- [The task] Transcribe every line of the listing below word for word, leaving out the pictures.

Photo-based point labeling listing
........

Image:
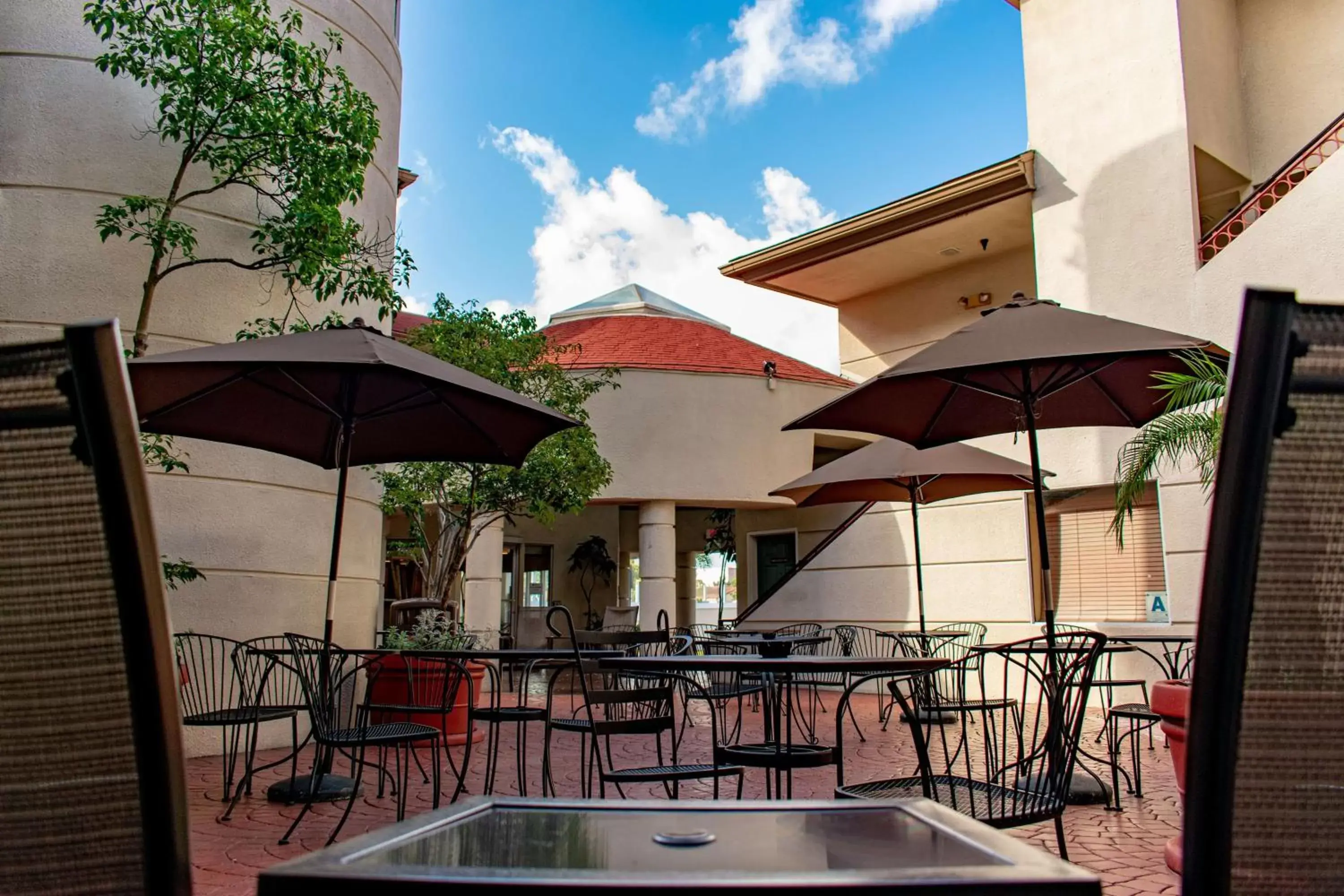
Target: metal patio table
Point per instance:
(777, 753)
(1085, 788)
(496, 712)
(526, 845)
(1175, 653)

........

- [Output of the task]
Image:
Target: metal patio table
Point per instance:
(777, 753)
(1085, 788)
(496, 712)
(526, 845)
(1175, 653)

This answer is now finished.